> _WRITTEN TASK_
Rescale the lines from the one containing "Wildlife-tally tagging: find every instance of the man's" through the end of the material, both ends included. Write out each of those lines again, requests too, with every point coordinate in the answers multiplied by 1.1 and rounded to a whole number, halves rounding up.

(Rows from a pointing dataset)
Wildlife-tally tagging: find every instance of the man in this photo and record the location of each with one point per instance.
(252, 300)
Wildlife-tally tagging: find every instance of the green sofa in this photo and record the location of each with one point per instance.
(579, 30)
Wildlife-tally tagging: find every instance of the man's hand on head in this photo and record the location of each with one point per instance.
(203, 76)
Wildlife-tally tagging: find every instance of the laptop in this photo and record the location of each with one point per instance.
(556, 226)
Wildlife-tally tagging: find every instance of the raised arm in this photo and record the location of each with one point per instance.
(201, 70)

> _PROBLEM SOLUTION_
Wildlife-tally tagging: find every instance of the man's hand on head in this photo and record the location of each with one point per instance.
(223, 84)
Wildlife-tally tagging: find every instance of the laptop in this photo and record the location of each with one point per instance.
(612, 249)
Wildlife-tally tagging: find every instance of the raised arm in this photo and record the location of each with one point per instance.
(221, 77)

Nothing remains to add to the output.